__Passage provided__.
## BEGIN

Allow you to give my answers first, then the explanation:

  1. You can apply Faraday's law in it's differential form to a fixed point in space even for time-dependent boundaries. It is always valid for a fixed point in space.
  2. If you really want to apply the differential form to a moving point, the easiest way is to transform the E and B-fields to a moving frame.

Explanation:

The question was how to properly treat the general case of Faraday's Law:
$$\begin{align} \oint_C\vec E \cdot d\vec l & = - {d \over d t} \iint_S \vec B \cdot d \vec A \\ \iint_S (\vec \nabla \times \vec E)\cdot d\vec A & = - {d \over d t} \iint_S \vec B \cdot d \vec A \\ \end{align}$$
Where $S$ is a smooth surface with one boundary curve $C(t)$ that may have explicit time dependence. Only when $C$ does not depend on $t$ can you bring the total derivative inside the double integral, downgrade it to a partial derivative, and then peel away the integral: $$ \begin{align} \iint_S (\vec \nabla \times \vec E)\cdot d\vec A & = - \iint_S {\partial \vec B \over \partial t} \cdot d \vec A \\ \vec \nabla \times \vec E &= - {\partial \vec B \over \partial t } \\ \end{align} $$
How do we know it is safe to peel off the integral? That is equivalent to declaring $\vec \nabla \times \vec E$ must equal $- {\partial \vec B \over \partial t}$ at every point $P$ on $S$. To see why this must be true imagine shrinking the surface $S$ down around the point $P$. At some point the smoothness of $\vec E$ and $\partial \vec B/\partial t$ must kick in and make these constant over the integral, thereby removing its need: stokes
And this brings me to my first point I would like to make:

$\oint_C\vec E \cdot d\vec l = - {\partial \over \partial t} \iint_S \vec B \cdot d \vec A$ is over a surface, while $\vec \nabla \times \vec E = - {\partial \vec B \over \partial t }$ is at a point.

Allow me to now show how Faraday's law in differential form applies to loops of changing area with the classic sliding bar example: sliding bar
The answer is of course that voltage $\mathcal{E} = BLv$ generates clockwise current around the loop, an answer readily acquired from the integral form of Faraday's law. But what does the differential form tell us? Consider a fixed point $P$ in space about to be overtaken by the sliding bar: zoomed in
Since the bar is a (perfect) moving conductor, it (perfectly) suppresses the magnetic field in its interior. This is how $P$ witnesses a changing magnetic field, even when $P$ is stationary. Let's write out the differential form with $\vec B = +B \hat z$: $$\begin{align} (\vec \nabla \times \vec E)_z &= -{\partial B_z \over \partial t}\\ {dE_y \over dx} - {dE_x \over dy} &= -{\partial B \over \partial t} \\ {\Delta E_y \over \Delta x} &\approx -{ \Delta B \over \Delta t} \\ E_y &\approx {\Delta x \over \Delta t} B \\ E_y &\approx v B \\ \mathcal{E} &\approx v B L \\ \end{align}$$
This is the same result as found with Faraday's law in integral form. The approximation can be made exact with a bit more rigor, but it gets the point across of how having a stationary point $P$ is no limitation in principle.

## END

__Brief 1__. Scale the listing below from the line containing "Point to the railing" up to and including the end of the listing. Write out only those lines, including the requests, with each pin coordinate in the answers multiplied by 1.05 and rounded to a whole number, halves rounded up.

__Supplied material__.

## BEGIN

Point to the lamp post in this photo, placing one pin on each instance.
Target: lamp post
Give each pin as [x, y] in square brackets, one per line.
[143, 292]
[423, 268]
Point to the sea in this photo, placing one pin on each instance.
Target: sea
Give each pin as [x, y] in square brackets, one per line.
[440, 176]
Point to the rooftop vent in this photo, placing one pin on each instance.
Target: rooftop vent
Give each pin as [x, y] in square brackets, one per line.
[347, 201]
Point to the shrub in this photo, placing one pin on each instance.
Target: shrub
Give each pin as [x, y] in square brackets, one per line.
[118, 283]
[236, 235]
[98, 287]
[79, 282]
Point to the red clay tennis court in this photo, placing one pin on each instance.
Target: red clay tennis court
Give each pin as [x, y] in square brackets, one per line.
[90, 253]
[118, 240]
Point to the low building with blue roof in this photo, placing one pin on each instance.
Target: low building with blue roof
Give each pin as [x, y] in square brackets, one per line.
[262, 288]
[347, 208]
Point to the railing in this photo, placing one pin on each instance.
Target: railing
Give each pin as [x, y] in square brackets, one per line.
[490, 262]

## END

__Brief 2__. Reproduce the passage on Faraday's law word for word, from "Allow you to" up to and including "point in space.".

__Exercise response 1__.
Point to the railing in this photo, placing one pin on each instance.
Target: railing
Give each pin as [x, y] in square brackets, one per line.
[515, 275]

__Exercise response 2__.
Allow you to give my answers first, then the explanation:

  1. You can apply Faraday's law in it's differential form to a fixed point in space even for time-dependent boundaries. It is always valid for a fixed point in space.